__課題の要件__.
**A)** 次の(i)〜(iii)の記述が抜粋の内容と合致するかを判定し、それぞれ「はい」か「いいえ」で答えたうえで、判断の決め手となる抜粋中の語句を一字一句違えずに引用してください。
(i) 演劇大会の終了後、泰樹は牛乳の販売に協力することを決意する。
(ii) 柴田牧場では、稲刈りを行っていた。
(iii) なつは天陽から、札幌から送られてきたものを手渡される。
**B)** 抜粋のうち、「なつ(広瀬すず)たちの演劇大」から「なつ「じいちゃんに 何も感じてもらえんかったら 私の負けだから。」」までの部分を、一字一句違えずに書き写してください。

__抜粋__.
================================
ドラマダイジェスト

連続テレビ小説「なつぞら」第25話「なつよ、お兄ちゃんはどこに?」【第5週】

あらすじ

なつ(広瀬すず)たちの演劇大会終了後、泰樹(草刈正雄)は、牛乳の販売を協力することを決意。そして柴田牧場では、干し草作りを行っていた。ある日、泰樹は天陽(吉沢亮)との関係をなつに問いかける。突然のことに驚くなつに、泰樹は、自分の思い描く将来の牧場について語りだす。その後、泰樹といっしょに天陽の家を訪れたなつは、東京から送られてきたというあるものを、天陽から手渡される…。

25話ネタバレ

柴田家

旧牛舎

なつ「じいちゃんに 何も感じてもらえんかったら 私の負けだから。」

泰樹「ん?」

演劇コンクール 十勝地区予選大会

雪次郎「勝農演劇部!」

一同「そ~れ~!」

回想・なつ「私が この芝居 見したいのは じいちゃんだけだから。」

一同「ペチカ様!」
================================
__データ行__.

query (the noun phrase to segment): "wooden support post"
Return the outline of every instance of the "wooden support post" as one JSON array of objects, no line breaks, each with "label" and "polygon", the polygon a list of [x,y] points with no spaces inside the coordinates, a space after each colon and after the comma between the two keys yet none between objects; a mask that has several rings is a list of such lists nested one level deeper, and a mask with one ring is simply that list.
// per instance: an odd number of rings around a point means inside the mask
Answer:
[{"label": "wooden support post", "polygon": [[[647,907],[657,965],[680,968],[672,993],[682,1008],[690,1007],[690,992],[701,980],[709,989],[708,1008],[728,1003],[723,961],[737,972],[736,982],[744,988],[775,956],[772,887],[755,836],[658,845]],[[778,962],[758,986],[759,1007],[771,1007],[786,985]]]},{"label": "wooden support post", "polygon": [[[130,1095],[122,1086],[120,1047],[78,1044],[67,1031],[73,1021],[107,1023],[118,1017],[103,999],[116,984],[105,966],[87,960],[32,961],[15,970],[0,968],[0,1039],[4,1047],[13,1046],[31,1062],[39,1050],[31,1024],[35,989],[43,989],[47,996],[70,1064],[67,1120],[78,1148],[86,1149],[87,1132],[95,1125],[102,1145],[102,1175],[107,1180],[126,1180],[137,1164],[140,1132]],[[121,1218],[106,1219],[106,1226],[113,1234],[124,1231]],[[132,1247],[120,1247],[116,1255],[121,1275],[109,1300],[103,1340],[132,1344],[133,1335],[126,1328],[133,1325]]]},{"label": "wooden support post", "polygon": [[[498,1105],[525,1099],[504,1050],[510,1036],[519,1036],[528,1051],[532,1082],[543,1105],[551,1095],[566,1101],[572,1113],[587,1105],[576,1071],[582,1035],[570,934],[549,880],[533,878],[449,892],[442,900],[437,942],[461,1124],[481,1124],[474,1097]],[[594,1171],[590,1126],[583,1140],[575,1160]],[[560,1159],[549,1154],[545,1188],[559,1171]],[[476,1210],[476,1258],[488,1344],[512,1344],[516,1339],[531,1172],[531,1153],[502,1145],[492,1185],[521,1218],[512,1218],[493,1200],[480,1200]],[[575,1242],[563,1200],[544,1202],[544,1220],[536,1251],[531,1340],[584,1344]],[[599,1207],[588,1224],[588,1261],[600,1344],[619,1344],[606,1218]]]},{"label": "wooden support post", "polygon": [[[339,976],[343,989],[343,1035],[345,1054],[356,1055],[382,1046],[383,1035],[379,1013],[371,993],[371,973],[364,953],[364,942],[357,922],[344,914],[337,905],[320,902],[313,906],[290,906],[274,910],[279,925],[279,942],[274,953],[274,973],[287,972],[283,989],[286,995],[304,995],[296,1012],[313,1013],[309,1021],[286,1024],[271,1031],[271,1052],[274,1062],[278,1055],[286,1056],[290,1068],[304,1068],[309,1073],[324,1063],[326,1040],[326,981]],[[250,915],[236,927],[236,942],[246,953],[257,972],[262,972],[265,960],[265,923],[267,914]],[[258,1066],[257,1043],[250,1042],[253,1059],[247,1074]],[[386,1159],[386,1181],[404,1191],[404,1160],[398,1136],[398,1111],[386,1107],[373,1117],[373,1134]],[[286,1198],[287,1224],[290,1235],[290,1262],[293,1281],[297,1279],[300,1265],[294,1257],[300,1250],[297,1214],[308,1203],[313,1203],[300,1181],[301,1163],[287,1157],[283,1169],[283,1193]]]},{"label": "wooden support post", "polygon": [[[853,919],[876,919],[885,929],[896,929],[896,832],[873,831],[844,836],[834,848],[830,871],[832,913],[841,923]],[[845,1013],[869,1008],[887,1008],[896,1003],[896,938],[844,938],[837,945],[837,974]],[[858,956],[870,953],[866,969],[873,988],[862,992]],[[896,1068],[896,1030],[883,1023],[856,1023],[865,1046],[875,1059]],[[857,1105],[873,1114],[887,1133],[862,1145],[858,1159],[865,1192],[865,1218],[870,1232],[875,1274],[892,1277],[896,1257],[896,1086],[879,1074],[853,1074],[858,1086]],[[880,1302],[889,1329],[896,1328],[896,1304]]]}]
================================
__各課題の解答__.
**A)**
(i) はい。「牛乳の販売を協力することを決意」
(ii) いいえ。「柴田牧場では、干し草作りを行っていた」
(iii) いいえ。「東京から送られてきたというあるもの」

**B)**
なつ(広瀬すず)たちの演劇大会終了後、泰樹(草刈正雄)は、牛乳の販売を協力することを決意。そして柴田牧場では、干し草作りを行っていた。ある日、泰樹は天陽(吉沢亮)との関係をなつに問いかける。突然のことに驚くなつに、泰樹は、自分の思い描く将来の牧場について語りだす。その後、泰樹といっしょに天陽の家を訪れたなつは、東京から送られてきたというあるものを、天陽から手渡される…。

25話ネタバレ

柴田家

旧牛舎

なつ「じいちゃんに 何も感じてもらえんかったら 私の負けだから。」